Les auteurs ont recherché dans la base de données Factiva les retombées presse des différentes publications considérées (méta-analyses et études primaires, initiales ou suivantes) en se limitant aux articles écrits en anglais dans des journaux généralistes et dans le mois suivant la publication scientifique.

Critères favorisant la médiatisation

Des 4 723 études primaires, 156 (53 initiales et 103 subséquentes), intéressant 10 des 12 pathologies à l’exception de l’épilepsie et du psoriasis, ont été reprises par la presse, générant 1 475 articles. En regard, 86 articles avaient couvert 5 des 306 méta-analyses.

Quel que soit le domaine, les journalistes privilégient les études sur les effets de facteurs liés au mode de vie et aux choix individuels (par exemple, consommation de viande rouge, tabagisme, vaccinations non obligatoires) par rapport aux études rapportant les effets de facteurs non modifiables (par exemple, génétiques). Les études primaires de la première catégorie, les moins nombreuses (n = 639), trouvent ainsi un écho à peu près équivalent, qu’elles soient initiales (12,8 % sont reprises par la presse) ou pas (9,7 %). En revanche, la primauté aux études initiales (taux de couverture journalistique égal à 13,1 % versus 1,2 % pour les suivantes) est très marquée dans la seconde catégorie (rassemblant 4 084 publications), où la notoriété de la revue dans laquelle l’étude a été publiée (approchée par le facteur d’impact) influence significativement sa couverture médiatique.
************
## Énoncé du problème
Recopiez à l'identique le passage du texte sur la couverture médiatique des études, en commençant par « Quel que soit » et en poursuivant jusqu'à « sa couverture médiatique. ».
************
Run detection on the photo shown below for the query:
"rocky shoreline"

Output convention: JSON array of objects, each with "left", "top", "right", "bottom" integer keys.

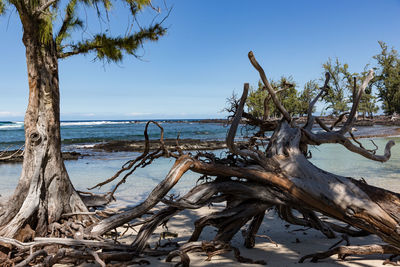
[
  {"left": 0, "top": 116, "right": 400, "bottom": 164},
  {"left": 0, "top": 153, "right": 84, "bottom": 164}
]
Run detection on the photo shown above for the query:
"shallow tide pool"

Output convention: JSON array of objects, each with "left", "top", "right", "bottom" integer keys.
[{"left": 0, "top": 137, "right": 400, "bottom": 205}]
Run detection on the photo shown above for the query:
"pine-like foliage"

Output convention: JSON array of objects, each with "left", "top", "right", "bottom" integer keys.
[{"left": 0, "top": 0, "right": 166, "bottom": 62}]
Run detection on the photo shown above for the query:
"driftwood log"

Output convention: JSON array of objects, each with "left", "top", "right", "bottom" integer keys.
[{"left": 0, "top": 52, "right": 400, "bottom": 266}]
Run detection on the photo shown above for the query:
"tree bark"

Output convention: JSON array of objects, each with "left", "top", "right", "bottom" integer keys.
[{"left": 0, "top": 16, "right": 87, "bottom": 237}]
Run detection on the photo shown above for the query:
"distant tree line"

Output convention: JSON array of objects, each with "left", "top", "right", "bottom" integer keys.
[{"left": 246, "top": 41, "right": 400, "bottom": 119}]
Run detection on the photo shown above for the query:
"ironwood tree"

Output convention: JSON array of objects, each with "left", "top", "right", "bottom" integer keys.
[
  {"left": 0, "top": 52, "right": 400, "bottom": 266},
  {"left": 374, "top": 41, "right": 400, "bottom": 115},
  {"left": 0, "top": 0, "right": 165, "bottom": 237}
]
************
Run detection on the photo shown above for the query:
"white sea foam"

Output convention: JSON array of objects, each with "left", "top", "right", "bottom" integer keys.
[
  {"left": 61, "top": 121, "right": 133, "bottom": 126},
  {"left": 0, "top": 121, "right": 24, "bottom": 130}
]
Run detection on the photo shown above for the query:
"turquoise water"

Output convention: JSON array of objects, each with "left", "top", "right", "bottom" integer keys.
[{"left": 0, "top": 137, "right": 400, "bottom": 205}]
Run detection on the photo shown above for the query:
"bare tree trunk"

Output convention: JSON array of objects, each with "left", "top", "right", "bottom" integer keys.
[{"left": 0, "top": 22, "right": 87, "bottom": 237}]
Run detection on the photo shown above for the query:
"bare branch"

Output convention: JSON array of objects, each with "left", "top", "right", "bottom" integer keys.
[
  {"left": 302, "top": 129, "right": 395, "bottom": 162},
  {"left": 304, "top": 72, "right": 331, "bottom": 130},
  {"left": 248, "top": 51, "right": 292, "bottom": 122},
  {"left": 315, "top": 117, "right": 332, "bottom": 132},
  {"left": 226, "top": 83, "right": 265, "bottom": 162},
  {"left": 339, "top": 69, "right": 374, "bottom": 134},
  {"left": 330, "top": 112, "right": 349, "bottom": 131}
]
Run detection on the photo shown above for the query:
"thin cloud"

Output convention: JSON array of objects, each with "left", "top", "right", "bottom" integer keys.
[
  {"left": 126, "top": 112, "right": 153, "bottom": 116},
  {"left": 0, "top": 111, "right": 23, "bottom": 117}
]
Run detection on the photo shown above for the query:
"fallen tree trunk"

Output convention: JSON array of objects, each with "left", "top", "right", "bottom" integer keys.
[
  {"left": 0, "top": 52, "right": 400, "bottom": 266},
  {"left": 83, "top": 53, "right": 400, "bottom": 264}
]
************
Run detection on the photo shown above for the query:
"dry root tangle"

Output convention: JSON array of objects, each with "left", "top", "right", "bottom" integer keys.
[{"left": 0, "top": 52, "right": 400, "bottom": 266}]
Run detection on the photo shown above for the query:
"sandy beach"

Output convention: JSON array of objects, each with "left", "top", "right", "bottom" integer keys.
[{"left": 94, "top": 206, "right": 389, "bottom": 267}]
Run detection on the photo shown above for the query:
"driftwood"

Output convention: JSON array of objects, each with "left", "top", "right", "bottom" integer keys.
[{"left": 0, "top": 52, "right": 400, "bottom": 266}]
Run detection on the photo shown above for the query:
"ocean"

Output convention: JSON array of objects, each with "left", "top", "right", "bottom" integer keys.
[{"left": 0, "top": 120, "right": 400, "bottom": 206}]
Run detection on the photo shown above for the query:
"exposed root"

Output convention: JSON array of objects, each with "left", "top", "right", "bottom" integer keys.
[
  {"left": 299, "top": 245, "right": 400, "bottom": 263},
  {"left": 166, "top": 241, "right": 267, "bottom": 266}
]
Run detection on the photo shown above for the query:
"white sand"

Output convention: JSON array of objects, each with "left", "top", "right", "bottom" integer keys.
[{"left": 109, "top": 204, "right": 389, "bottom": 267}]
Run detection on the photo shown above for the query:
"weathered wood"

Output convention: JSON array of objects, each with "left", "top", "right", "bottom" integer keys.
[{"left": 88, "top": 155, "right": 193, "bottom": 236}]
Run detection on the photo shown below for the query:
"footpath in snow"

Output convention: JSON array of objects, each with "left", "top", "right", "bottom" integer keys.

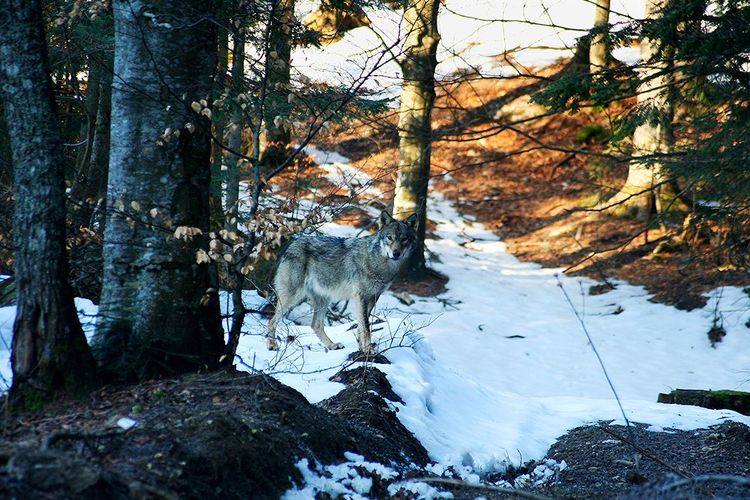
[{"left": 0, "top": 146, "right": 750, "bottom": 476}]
************
## Réponse attendue
Quel que soit le domaine, les journalistes privilégient les études sur les effets de facteurs liés au mode de vie et aux choix individuels (par exemple, consommation de viande rouge, tabagisme, vaccinations non obligatoires) par rapport aux études rapportant les effets de facteurs non modifiables (par exemple, génétiques). Les études primaires de la première catégorie, les moins nombreuses (n = 639), trouvent ainsi un écho à peu près équivalent, qu’elles soient initiales (12,8 % sont reprises par la presse) ou pas (9,7 %). En revanche, la primauté aux études initiales (taux de couverture journalistique égal à 13,1 % versus 1,2 % pour les suivantes) est très marquée dans la seconde catégorie (rassemblant 4 084 publications), où la notoriété de la revue dans laquelle l’étude a été publiée (approchée par le facteur d’impact) influence significativement sa couverture médiatique.